**PARTS OF THE EXERCISE:**
• a. In the text on patient advocacy, which program is named as having shown how community-based advocacy can transform outcomes?
• b. List every item the text on patient advocacy says the toolkits should include.

**TEXT PROVIDED:**

2. Develop Patient Advocacy Toolkits
Digital or printable toolkits can turn confusion into confidence. These should include:
- Symptom tracking sheets.
- Sample scripts for requesting tests or second opinions.
- Guidance on documenting care refusals or missed follow-ups.
- Resources for reporting provider misconduct or bias.
When women are armed with facts and frameworks, they move from being dismissed to being unignorable.
3. Expand Community Health Navigator Programs
Grassroots programs led by trained health navigators can provide Black women with trusted, culturally aligned support. These navigators help patients schedule follow-ups, interpret test results, and communicate more effectively with doctors.
Programs like Cervivor have already shown how community-based advocacy can transform outcomes. Scaling these efforts would mean more Black women have allies in the room when it matters most.

**PROVIDED DATA:**
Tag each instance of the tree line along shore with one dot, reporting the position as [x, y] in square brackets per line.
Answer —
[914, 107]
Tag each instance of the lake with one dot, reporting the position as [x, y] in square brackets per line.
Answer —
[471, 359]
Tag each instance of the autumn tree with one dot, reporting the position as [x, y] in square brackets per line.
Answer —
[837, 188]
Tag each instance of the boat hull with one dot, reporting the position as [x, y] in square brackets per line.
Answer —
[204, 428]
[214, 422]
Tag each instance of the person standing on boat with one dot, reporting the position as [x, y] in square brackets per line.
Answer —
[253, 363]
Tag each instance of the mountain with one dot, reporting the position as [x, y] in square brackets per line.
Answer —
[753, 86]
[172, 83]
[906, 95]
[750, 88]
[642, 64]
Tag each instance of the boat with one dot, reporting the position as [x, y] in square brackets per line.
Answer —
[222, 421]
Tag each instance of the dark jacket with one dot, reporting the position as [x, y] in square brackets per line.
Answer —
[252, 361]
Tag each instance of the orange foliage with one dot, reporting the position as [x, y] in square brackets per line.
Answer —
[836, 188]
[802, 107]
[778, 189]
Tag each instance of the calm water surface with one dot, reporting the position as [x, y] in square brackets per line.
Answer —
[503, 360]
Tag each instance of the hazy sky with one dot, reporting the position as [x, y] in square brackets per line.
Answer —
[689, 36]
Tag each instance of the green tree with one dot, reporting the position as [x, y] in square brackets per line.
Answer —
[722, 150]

* * *

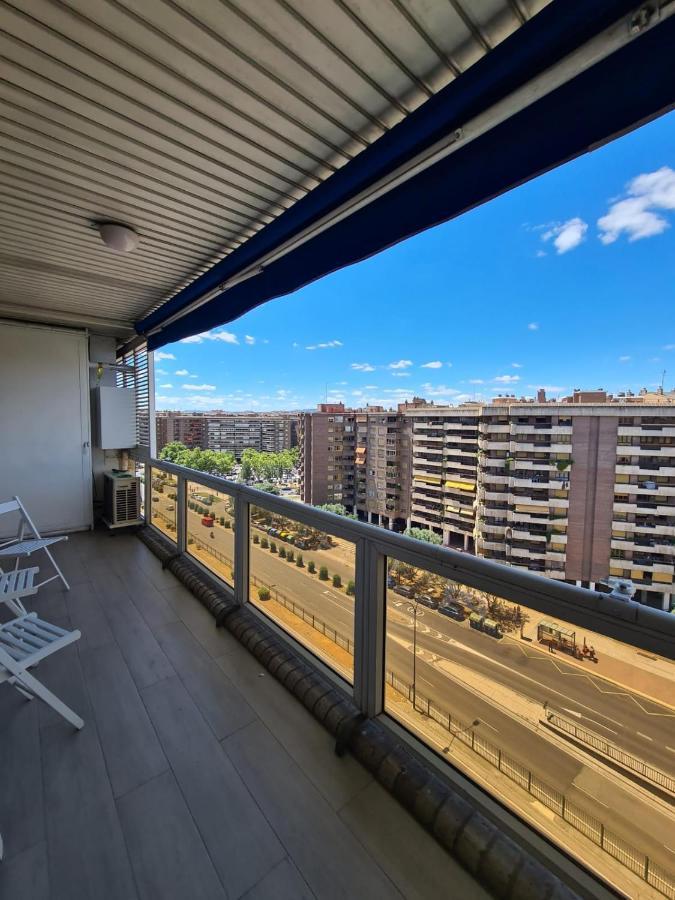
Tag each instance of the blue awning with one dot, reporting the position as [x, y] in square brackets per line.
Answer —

==

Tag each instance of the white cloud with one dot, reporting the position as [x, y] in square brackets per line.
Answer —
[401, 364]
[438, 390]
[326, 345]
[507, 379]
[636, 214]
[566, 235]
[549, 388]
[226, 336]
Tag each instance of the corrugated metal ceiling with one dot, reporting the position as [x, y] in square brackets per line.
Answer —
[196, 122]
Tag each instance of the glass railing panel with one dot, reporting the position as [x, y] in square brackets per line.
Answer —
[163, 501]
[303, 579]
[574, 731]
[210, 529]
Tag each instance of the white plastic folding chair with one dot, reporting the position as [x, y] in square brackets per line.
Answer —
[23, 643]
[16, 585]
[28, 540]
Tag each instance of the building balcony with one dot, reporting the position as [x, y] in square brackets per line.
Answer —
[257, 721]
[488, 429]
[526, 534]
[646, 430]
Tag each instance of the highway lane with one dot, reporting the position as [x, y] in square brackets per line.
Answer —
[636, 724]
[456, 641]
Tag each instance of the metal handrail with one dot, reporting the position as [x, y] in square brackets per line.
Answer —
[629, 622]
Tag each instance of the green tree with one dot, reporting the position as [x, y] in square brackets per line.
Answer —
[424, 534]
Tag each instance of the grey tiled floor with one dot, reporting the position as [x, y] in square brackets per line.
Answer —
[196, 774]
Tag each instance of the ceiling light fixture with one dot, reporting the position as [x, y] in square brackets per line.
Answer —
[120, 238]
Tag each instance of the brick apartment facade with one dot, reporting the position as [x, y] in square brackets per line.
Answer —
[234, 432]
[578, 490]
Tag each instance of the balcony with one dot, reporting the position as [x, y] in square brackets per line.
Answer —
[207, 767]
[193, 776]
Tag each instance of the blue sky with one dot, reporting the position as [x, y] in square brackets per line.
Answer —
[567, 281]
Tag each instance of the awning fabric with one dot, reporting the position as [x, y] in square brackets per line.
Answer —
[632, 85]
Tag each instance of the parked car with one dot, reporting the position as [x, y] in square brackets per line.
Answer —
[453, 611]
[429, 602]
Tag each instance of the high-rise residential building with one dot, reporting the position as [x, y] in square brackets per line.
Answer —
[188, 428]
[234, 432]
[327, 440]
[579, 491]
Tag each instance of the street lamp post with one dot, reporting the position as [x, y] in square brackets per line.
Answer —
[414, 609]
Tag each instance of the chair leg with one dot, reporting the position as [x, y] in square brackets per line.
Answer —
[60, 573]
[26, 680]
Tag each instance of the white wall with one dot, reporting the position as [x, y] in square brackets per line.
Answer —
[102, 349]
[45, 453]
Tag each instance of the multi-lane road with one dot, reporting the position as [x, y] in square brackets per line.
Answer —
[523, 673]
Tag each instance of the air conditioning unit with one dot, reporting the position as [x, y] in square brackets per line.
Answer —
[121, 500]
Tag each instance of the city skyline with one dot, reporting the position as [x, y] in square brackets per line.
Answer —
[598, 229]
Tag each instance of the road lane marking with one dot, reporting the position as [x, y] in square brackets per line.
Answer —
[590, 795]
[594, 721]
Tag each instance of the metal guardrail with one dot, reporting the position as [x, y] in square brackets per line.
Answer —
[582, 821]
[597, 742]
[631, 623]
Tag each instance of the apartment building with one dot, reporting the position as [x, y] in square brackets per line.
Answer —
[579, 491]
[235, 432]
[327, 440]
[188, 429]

**ANSWERS BY TASK:**
• a. Cervivor

• b.
- Symptom tracking sheets
- Sample scripts for requesting tests or second opinions
- Guidance on documenting care refusals or missed follow-ups
- Resources for reporting provider misconduct or bias